* Start GIVEN DATA *

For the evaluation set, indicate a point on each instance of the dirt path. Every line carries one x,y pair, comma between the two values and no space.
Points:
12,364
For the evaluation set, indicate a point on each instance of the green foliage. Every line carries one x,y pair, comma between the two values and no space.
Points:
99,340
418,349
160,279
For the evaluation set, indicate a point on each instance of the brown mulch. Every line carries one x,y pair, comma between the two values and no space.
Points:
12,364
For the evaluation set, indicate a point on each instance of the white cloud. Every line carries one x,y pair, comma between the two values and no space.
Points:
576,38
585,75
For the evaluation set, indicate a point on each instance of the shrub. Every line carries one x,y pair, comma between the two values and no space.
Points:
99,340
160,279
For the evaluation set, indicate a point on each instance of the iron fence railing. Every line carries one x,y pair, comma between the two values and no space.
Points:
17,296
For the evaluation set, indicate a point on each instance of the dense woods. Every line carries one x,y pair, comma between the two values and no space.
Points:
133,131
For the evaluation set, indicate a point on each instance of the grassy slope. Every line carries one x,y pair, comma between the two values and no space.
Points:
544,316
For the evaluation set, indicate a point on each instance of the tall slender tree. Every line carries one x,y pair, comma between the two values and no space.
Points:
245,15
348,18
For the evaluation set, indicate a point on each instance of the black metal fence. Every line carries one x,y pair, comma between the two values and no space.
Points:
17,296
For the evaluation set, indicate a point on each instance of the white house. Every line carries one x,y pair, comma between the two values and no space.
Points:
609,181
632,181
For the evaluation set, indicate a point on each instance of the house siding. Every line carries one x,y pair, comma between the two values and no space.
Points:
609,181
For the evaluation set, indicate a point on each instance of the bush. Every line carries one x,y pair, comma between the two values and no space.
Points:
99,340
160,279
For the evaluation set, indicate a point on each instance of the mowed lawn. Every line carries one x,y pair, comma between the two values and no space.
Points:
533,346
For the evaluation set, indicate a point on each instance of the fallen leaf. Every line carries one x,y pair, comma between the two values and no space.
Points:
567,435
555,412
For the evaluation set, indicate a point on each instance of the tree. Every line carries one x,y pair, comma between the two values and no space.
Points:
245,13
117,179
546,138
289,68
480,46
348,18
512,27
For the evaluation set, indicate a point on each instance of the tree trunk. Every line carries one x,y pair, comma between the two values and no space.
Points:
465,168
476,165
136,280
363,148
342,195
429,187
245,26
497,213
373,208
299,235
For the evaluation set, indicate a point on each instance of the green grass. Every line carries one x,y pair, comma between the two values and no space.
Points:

* End GIVEN DATA *

* [DIRECTIONS FOR THIS TASK]: Give every line of the records above as a Markdown table with two columns, Row for the row number and Line for the line itself, leaving out any blank lines.

* [COMPLETED EXERCISE]:
| Row | Line |
|---|---|
| 1 | For the evaluation set, indicate a point on each instance of the dirt path. Every line carries one x,y pair, comma between the two values and no space. |
| 2 | Points: |
| 3 | 12,364 |
| 4 | For the evaluation set, indicate a point on each instance of the green foliage. Every line carries one x,y pair, comma between the two values and no space. |
| 5 | Points: |
| 6 | 99,340 |
| 7 | 418,349 |
| 8 | 160,279 |
| 9 | For the evaluation set, indicate a point on each instance of the brown mulch. Every line carries one x,y pair, comma between the two values and no space. |
| 10 | Points: |
| 11 | 12,364 |
| 12 | For the evaluation set, indicate a point on each instance of the white cloud. Every line carries one x,y pair, comma between the two values and no space. |
| 13 | Points: |
| 14 | 576,38 |
| 15 | 585,75 |
| 16 | For the evaluation set, indicate a point on each instance of the shrub. Every line carries one x,y pair, comma between the two values and no space. |
| 17 | Points: |
| 18 | 99,340 |
| 19 | 160,279 |
| 20 | For the evaluation set, indicate a point on each instance of the iron fence railing. Every line carries one x,y pair, comma between the two values and no space. |
| 21 | Points: |
| 22 | 17,296 |
| 23 | For the evaluation set, indicate a point on each instance of the dense woods. Every line carries one x,y pair, comma between the two values and no space. |
| 24 | Points: |
| 25 | 133,131 |
| 26 | For the evaluation set, indicate a point on each instance of the grassy slope. Every line carries one x,y pair, comma between the two values and no space. |
| 27 | Points: |
| 28 | 544,316 |
| 29 | For the evaluation set, indicate a point on each instance of the tall slender tree. Every line carries one x,y pair, comma between the two values and no space. |
| 30 | Points: |
| 31 | 245,15 |
| 32 | 348,18 |
| 33 | For the evaluation set, indicate a point on each instance of the black metal fence. Every line carries one x,y pair, comma between the two values and no space. |
| 34 | Points: |
| 35 | 17,296 |
| 36 | For the evaluation set, indicate a point on each instance of the white house. Every line carries one x,y pair, comma between the two values and no space. |
| 37 | Points: |
| 38 | 609,181 |
| 39 | 632,181 |
| 40 | For the evaluation set, indicate a point on each instance of the house siding. Every line carries one x,y pair, comma between the two values and no space. |
| 41 | Points: |
| 42 | 609,181 |
| 43 | For the evaluation set, indicate a point on each instance of the bush. Every line carries one x,y pair, comma between the two values and no space. |
| 44 | Points: |
| 45 | 99,340 |
| 46 | 160,279 |
| 47 | For the evaluation set, indicate a point on each instance of the mowed lawn. Every line carries one x,y pair, comma between the two values and no space. |
| 48 | Points: |
| 49 | 533,346 |
| 50 | For the evaluation set, indicate a point on each instance of the fallen leaf. Every line carries one x,y pair, comma between the two values and no space. |
| 51 | Points: |
| 52 | 567,435 |
| 53 | 555,412 |
| 54 | For the evaluation set, indicate a point on each instance of the tree. Every line carries one x,y pair, comma between the two values and no space. |
| 55 | Points: |
| 56 | 245,13 |
| 57 | 117,179 |
| 58 | 546,138 |
| 59 | 289,68 |
| 60 | 480,46 |
| 61 | 348,18 |
| 62 | 512,27 |
| 63 | For the evaluation set, indicate a point on each instance of the tree trunk. Every line carries one x,y pair, comma between the two values and no space. |
| 64 | Points: |
| 65 | 465,168 |
| 66 | 476,165 |
| 67 | 136,280 |
| 68 | 363,148 |
| 69 | 342,195 |
| 70 | 429,187 |
| 71 | 245,26 |
| 72 | 497,213 |
| 73 | 373,208 |
| 74 | 299,235 |
| 75 | For the evaluation set, indicate a point on each instance of the green grass. Every line carries one x,y pair, comma between the two values and no space. |
| 76 | Points: |